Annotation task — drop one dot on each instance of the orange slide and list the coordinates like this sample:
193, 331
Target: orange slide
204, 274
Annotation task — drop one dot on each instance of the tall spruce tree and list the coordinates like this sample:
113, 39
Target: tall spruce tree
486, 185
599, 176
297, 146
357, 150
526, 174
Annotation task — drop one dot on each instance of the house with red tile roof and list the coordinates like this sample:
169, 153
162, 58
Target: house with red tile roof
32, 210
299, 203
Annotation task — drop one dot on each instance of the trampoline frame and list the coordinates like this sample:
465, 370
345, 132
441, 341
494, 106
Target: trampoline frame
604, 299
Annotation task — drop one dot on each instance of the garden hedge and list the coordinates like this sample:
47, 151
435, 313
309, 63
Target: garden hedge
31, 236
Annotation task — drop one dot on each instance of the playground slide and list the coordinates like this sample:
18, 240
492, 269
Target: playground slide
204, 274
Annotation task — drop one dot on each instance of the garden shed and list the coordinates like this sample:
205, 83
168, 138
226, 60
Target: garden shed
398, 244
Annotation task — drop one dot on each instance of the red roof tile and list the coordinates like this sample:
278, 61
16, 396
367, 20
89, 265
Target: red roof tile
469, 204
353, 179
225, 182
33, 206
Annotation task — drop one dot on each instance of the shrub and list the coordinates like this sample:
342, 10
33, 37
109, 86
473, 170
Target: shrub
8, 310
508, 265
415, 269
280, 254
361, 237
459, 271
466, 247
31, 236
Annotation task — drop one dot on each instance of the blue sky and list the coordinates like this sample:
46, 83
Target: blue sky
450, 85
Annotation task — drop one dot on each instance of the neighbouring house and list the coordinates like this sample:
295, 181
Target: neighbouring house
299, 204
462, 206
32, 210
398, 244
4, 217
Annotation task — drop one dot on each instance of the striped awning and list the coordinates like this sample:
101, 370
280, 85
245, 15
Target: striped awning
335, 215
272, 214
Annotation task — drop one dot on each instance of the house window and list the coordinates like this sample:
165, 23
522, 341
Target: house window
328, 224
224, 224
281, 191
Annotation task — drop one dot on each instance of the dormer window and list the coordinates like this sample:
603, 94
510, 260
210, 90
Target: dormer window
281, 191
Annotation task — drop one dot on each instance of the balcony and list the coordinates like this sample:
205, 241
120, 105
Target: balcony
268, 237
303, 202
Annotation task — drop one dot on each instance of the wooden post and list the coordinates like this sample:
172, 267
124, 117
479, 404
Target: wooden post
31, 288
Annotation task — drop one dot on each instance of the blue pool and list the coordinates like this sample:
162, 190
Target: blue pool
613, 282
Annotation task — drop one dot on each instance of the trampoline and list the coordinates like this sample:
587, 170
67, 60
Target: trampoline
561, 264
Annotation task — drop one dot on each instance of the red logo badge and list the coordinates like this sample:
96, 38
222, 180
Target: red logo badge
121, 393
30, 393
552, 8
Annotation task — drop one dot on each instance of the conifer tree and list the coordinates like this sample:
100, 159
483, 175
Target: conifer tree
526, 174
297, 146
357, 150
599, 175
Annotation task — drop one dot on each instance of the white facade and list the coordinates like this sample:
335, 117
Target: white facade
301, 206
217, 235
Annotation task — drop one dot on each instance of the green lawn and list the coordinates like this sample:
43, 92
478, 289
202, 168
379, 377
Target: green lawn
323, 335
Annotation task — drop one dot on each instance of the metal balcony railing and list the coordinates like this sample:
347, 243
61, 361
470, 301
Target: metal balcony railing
────────────────
> Set problem
The lines above should be duplicated exactly.

> Full answer
Annotation task — drop one dot on each instance of the orange slide and list the coordinates like this sample:
193, 331
Target: orange slide
204, 274
Annotation task — drop one dot on each instance of the tall spruce tree and list the coordinates like this sample:
113, 39
Target: tall spruce tree
486, 185
599, 176
297, 146
357, 150
526, 174
Annotation task — drop one dot on each instance of the house with red tile roof and list the coordinates like this sample:
169, 153
162, 58
Target: house with red tile roof
32, 210
299, 203
Annotation task — drop one dot on each instance of the trampoline frame and list the coordinates like this sample:
465, 370
345, 132
441, 341
494, 106
Target: trampoline frame
604, 299
Annotation task — drop one dot on each instance of the garden hedge and list the coordinates like this sample:
47, 151
435, 313
309, 63
Target: garden hedge
31, 236
Annotation task — drop one dot on each instance of the playground slide and list the coordinates like this sample:
18, 240
492, 269
Target: playground slide
204, 274
Annotation task — drop one dot on each instance of the garden shed and list the coordinates like this sample:
205, 83
168, 138
226, 60
Target: garden shed
398, 244
Annotation task — drop one dot on each instance of the red roof tile and list the coordinates like this sample:
278, 61
16, 396
367, 20
89, 265
Target: red roof tile
469, 204
353, 179
225, 182
33, 206
Annotation task — drop one dot on each instance of the shrub and list the coordinates like this sample:
342, 10
33, 37
109, 86
473, 170
Target: shrub
8, 310
508, 265
415, 269
280, 254
361, 237
459, 271
466, 247
31, 236
Annotation task — drop one dot on each instance of the blue sky and list the coordinates like this sample:
46, 83
Target: blue sky
450, 85
Annotation task — drop one dot on each instance of the neighbouring house and list the coordinates like this sample:
295, 181
Target: neighbouring house
299, 204
462, 206
32, 210
398, 244
4, 217
Annotation task — drop one dot on each instance of the striped awning and list the coordinates like this sample:
101, 370
280, 85
245, 15
Target: striped awning
335, 215
272, 214
Annotation task — drop one dot on each instance of the house window and list the coordinates like this sample:
165, 23
522, 341
Target: house window
328, 224
224, 224
281, 191
Annotation task — drop one dot on each instance of the dormer window and list the coordinates like this sample:
603, 94
510, 260
210, 90
Target: dormer window
281, 191
Annotation task — drop one dot on each instance of the balcony and list the coordinates like this sample:
205, 241
120, 105
Target: balcony
268, 237
303, 202
Annotation task — drop one dot on each instance of the wooden post and list the coordinates like this sample:
172, 267
124, 117
479, 404
Target: wooden post
31, 288
Annotation task — drop one dot on each instance of the blue pool and list the coordinates like this sample:
162, 190
Target: blue pool
613, 282
Annotation task — drop one dot on each instance of the trampoline and list the coordinates like this sample:
587, 170
67, 60
Target: trampoline
561, 264
Annotation task — drop one dot on each instance of the red logo badge and list the coordinates like this sample:
96, 38
222, 180
Target: red logo badge
121, 393
30, 393
552, 8
Annotation task — drop one dot on each instance of the conifer tree and list the coordinates like this sample:
100, 159
483, 175
Target: conifer tree
526, 174
297, 146
357, 150
599, 175
Annotation task — drop one dot on each instance of the white facade and list the coordinates like this sample:
335, 117
Target: white facade
301, 206
217, 235
Annotation task — drop one dot on each instance of the green lawn and list the coordinates like this sample:
43, 92
478, 289
202, 168
379, 377
Target: green lawn
323, 335
Annotation task — drop one dot on each instance of the metal balcony railing and list the coordinates like this sample:
347, 243
61, 361
470, 301
Target: metal balcony railing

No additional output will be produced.